--- Begin Record excerpts ---
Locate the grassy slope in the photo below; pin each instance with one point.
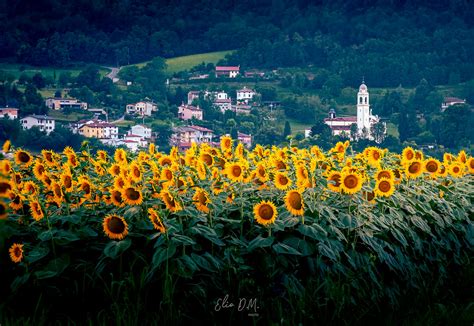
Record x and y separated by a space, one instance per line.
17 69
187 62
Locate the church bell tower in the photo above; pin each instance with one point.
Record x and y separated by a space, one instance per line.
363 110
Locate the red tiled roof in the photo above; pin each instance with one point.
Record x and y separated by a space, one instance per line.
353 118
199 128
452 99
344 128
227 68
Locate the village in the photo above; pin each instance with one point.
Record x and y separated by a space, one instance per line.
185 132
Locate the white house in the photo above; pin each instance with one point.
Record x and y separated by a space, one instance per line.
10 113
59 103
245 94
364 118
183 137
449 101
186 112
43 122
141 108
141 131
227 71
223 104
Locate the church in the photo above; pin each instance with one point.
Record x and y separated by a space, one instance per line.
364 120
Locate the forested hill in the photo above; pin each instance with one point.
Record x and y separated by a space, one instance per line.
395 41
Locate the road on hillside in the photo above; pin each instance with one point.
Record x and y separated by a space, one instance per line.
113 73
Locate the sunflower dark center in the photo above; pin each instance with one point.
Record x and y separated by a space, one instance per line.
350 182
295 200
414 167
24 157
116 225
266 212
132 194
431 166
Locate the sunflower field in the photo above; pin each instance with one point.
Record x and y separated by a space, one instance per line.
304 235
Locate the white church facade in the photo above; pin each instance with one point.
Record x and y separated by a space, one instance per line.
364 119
--- End Record excerpts ---
--- Begin Record excerpts ---
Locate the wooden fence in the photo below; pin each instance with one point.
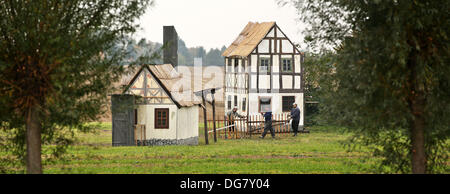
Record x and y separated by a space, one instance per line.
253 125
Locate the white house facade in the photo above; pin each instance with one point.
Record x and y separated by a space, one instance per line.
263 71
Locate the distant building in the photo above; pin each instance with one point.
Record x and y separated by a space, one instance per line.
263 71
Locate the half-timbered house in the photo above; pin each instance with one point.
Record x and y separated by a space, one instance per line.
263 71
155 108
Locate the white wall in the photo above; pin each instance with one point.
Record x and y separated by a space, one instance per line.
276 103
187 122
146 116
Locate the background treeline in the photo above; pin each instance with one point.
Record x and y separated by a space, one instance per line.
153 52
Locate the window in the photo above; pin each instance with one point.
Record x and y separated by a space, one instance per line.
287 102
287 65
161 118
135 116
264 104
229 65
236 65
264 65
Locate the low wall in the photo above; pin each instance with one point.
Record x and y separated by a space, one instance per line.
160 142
--- End Record excerpts ---
--- Begin Record excerpts ---
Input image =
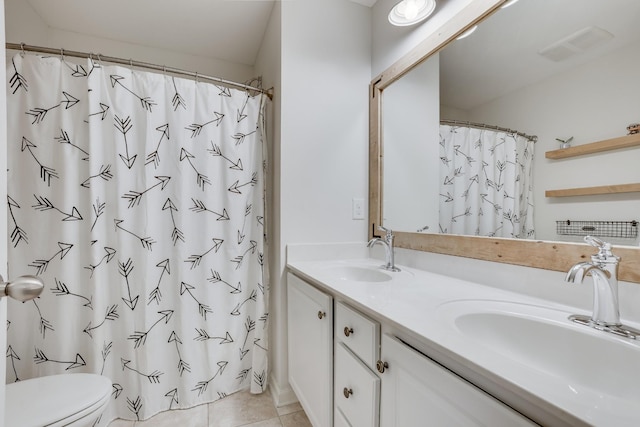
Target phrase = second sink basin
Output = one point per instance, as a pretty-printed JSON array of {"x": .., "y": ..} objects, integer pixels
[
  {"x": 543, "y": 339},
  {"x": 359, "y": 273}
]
--- End Record excerpts ---
Written task:
Which lines in the records contain the string "wall", with case taken into account? Pull out each such line in full.

Result below:
Locate the white wall in the photo above; pin each instance with one point.
Locate the low wall in the photo above; pin each instance with one point.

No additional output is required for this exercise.